Input data:
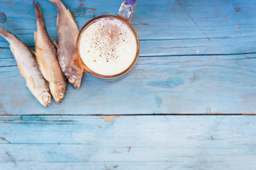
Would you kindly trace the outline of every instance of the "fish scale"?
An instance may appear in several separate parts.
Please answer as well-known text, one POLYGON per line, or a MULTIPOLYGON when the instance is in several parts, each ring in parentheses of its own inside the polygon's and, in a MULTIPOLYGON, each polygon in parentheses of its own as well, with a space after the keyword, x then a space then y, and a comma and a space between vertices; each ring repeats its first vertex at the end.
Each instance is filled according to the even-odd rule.
POLYGON ((53 99, 60 103, 66 92, 66 79, 58 62, 56 46, 47 32, 41 7, 35 1, 33 3, 37 26, 37 31, 35 32, 36 60, 43 75, 49 82, 53 99))
POLYGON ((76 52, 76 40, 79 30, 69 10, 60 0, 49 0, 58 11, 57 27, 58 29, 57 57, 62 71, 75 88, 81 86, 83 67, 79 61, 76 52))
POLYGON ((32 50, 14 35, 1 27, 0 35, 9 42, 19 71, 25 79, 28 89, 43 105, 49 107, 51 103, 49 83, 40 72, 32 50))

Written request: Render each line of the records above as a numbered list, skipping any blank lines and omitting the pictures.

Reply to the task:
1. Would you kindly trace the outline of every instance of the "fish scale"?
2. An instance may appear in several separate parts.
3. Please answer as well-known text, one POLYGON per line, or a MULTIPOLYGON when the instance is in several parts, each ring in parentheses of its own inside the polygon's and, in a MULTIPOLYGON, each polygon in parentheses of its own as well, with a space after the keyword, x then a space then y, and a comma and a space between vertices; each ring repeats its first vertex at the end.
4. Each instance is filled according to the even-odd rule.
5. POLYGON ((53 99, 60 103, 66 92, 66 79, 58 62, 56 46, 47 32, 41 7, 35 1, 33 3, 37 26, 37 31, 35 32, 36 60, 43 75, 49 82, 53 99))
6. POLYGON ((76 52, 76 40, 79 30, 69 10, 60 0, 49 0, 58 11, 57 27, 58 29, 57 57, 62 71, 75 88, 81 86, 83 67, 79 61, 76 52))
7. POLYGON ((32 50, 14 35, 1 27, 0 35, 9 42, 19 71, 25 79, 28 89, 43 105, 49 107, 51 103, 49 83, 40 72, 32 50))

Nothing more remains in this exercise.